Data entries
BEGIN

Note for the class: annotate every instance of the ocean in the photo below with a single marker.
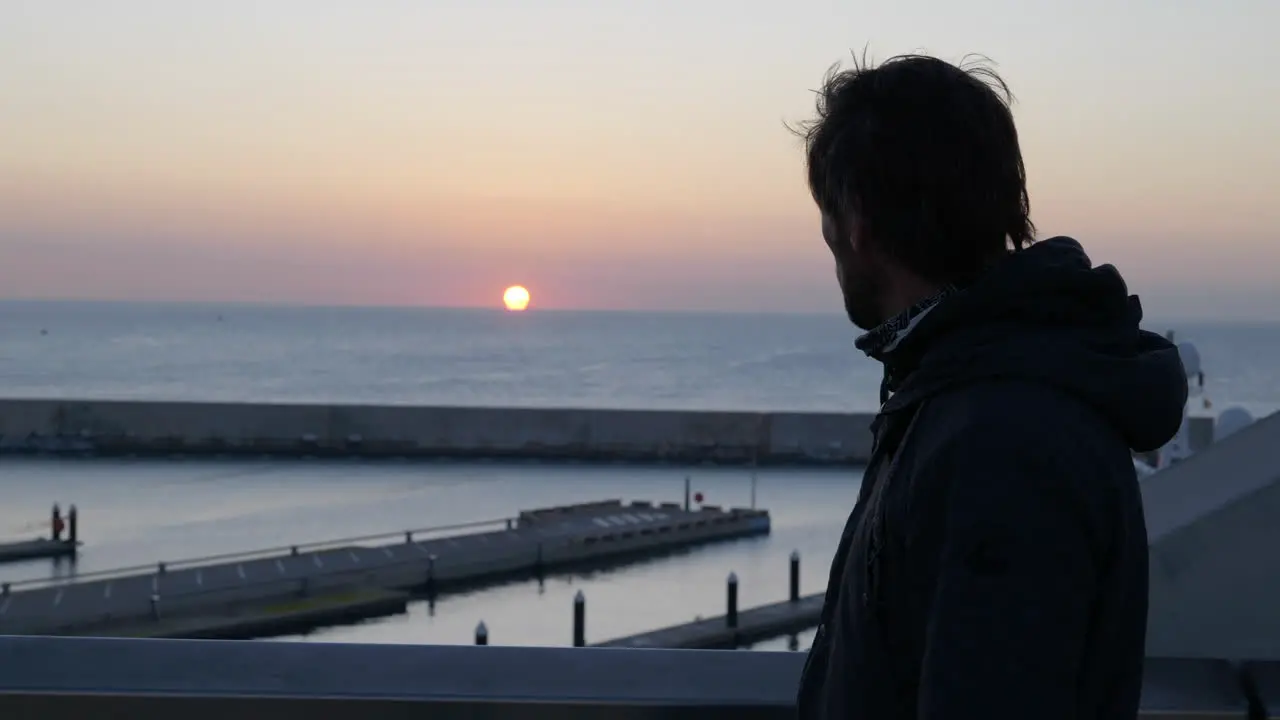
(141, 511)
(426, 356)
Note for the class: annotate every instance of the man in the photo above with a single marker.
(995, 565)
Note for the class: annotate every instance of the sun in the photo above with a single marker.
(516, 297)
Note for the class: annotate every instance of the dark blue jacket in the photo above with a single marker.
(995, 565)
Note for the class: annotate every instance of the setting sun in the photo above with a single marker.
(516, 297)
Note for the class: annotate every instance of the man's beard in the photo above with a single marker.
(862, 295)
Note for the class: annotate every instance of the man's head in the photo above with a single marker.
(917, 171)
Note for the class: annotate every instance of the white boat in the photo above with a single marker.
(1200, 427)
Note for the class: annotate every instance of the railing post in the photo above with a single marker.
(731, 615)
(579, 620)
(795, 575)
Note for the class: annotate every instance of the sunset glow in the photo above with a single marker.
(516, 299)
(318, 151)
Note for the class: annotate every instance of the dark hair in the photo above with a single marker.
(924, 156)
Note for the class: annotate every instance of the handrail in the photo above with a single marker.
(154, 679)
(35, 583)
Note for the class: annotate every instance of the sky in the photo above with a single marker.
(621, 154)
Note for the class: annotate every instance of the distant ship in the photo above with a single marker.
(1200, 427)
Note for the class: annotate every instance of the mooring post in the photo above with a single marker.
(579, 620)
(731, 615)
(795, 575)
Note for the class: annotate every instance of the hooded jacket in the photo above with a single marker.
(995, 565)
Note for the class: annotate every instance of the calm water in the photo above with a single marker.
(146, 511)
(141, 513)
(492, 358)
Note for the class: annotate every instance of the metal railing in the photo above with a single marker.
(193, 679)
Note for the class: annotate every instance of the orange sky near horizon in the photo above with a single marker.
(626, 156)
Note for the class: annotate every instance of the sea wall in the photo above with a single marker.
(215, 428)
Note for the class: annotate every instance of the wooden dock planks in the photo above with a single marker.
(535, 542)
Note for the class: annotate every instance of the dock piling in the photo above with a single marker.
(731, 615)
(579, 620)
(795, 575)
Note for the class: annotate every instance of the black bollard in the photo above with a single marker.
(795, 575)
(731, 616)
(579, 620)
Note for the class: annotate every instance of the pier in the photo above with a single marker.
(145, 428)
(54, 546)
(220, 596)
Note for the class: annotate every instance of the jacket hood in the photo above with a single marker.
(1046, 314)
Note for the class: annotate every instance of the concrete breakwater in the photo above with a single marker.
(77, 427)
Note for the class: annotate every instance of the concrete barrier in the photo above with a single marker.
(211, 428)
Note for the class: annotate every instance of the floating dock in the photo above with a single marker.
(220, 587)
(37, 548)
(716, 633)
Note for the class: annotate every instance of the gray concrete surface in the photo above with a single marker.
(713, 633)
(1214, 532)
(208, 428)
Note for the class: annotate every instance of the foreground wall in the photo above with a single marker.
(208, 428)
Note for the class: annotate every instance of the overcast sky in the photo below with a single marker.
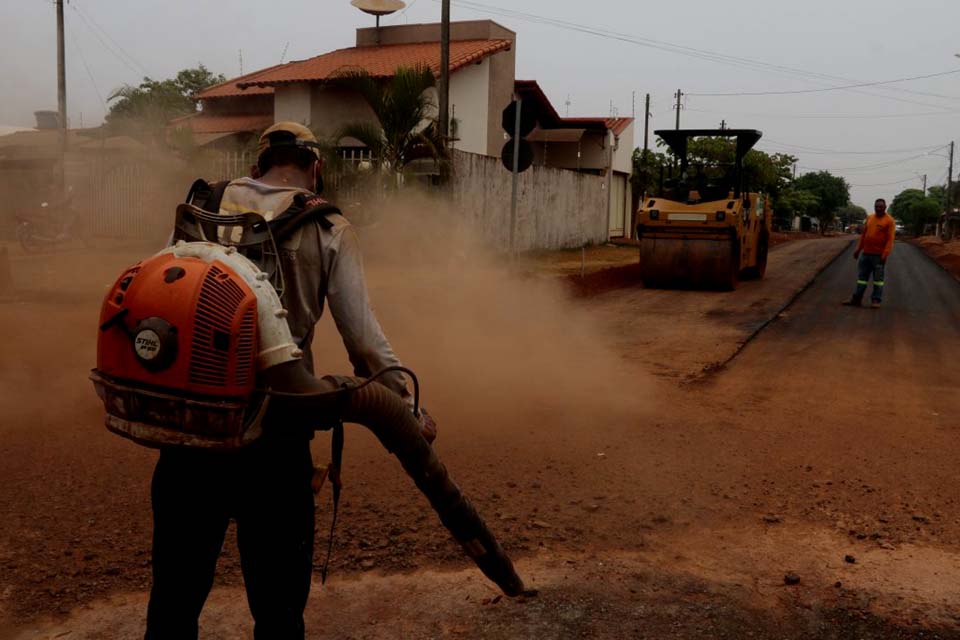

END

> _About this exercise_
Could you print all of the entries exactly, skipping the images?

> _Response to this task_
Note for the class: annotate every instance of the ocean in the photo below with a single marker.
(141, 511)
(426, 356)
Note for the class: annotate every instance of the man in the photo above with a single marker.
(995, 565)
Note for the class: annotate every instance of the sun in the photo above with a single marker.
(516, 297)
Note for the class: annotate every instance of the dark blue jacket in the photo above with a single marker.
(995, 565)
Note for the class: annotate every instance of the setting sun in the photo above with a single marker.
(516, 297)
Note for the class: annotate every instance of the man's beard in the photo above with a single marker.
(862, 295)
Note for the class: annotate every instance of the man's head in the photo above with a single marker.
(917, 171)
Note for the class: annotate every instance of the white boat in the photo above with a single marker.
(1200, 427)
Note for the class: annotate every instance of the railing post in the photo above with a single marker.
(731, 615)
(579, 620)
(795, 575)
Note for the class: annotate every instance of the sunset glow in the photo above with a single marker.
(516, 299)
(318, 151)
Note for the class: annotate every instance of the dark hair in the photo above with a single marker.
(924, 156)
Note for the class: annotate every instance of the handrail in the photo above with a single marker.
(154, 679)
(35, 583)
Note for the class: annotate every instance of the sky in the photo above with a single marker.
(621, 154)
Note for the class: annotate every instance of the distant ship in the photo above with a single marker.
(1200, 427)
Note for the class: annotate every instance of the mooring post in the photo above with a single marker.
(579, 620)
(731, 615)
(795, 575)
Note for the class: annotate every instance of the hooded jacket in the photo above with a single marker.
(995, 565)
Note for the class: annotate every instance of the calm water in the photo above with a single marker.
(146, 511)
(141, 513)
(492, 358)
Note for the class: annotate every instance of the metal railing in the photo above with a single marker.
(193, 679)
Note for the class: annotate every instance of the orange sky near horizon in the photo above with a single marker.
(626, 156)
Note for the class: annotate every instance of the sea wall in the photo above with a single marker.
(215, 428)
Note for the class: annotate every instance of the wooden dock planks in the photo above with a single marker.
(535, 542)
Note for the class: annotate every instance of the dock piling in the photo above with a single marker.
(731, 615)
(579, 620)
(795, 575)
Note for the class: annotate every instance of the black bollard in the photo above with a single marker.
(795, 575)
(731, 616)
(579, 620)
Note for the class: annotate every instance of the pier in the photo above with a single marker.
(145, 428)
(54, 546)
(220, 596)
Note for the class: annotate every instance of the jacket hood in the photo above with a single marker.
(1046, 314)
Note for the class: annotate every instance of the concrete breakwater in the photo above with a single marker.
(77, 427)
Note for the class: annotate every instance of the concrete barrier in the photo above with a single marker.
(211, 428)
Note for the class: annotate every instance of the floating dock in the photo above with a single marker.
(220, 587)
(37, 548)
(716, 633)
Note for the class: annotate every instance of the gray concrete surface in the photo above with a single marker.
(713, 633)
(1214, 532)
(208, 428)
Note for the class: annotate every instance of the foreground wall in the photo above with a single marker.
(208, 428)
Note for the class: annotate every instance of the overcast sky in the photo below with a single marker.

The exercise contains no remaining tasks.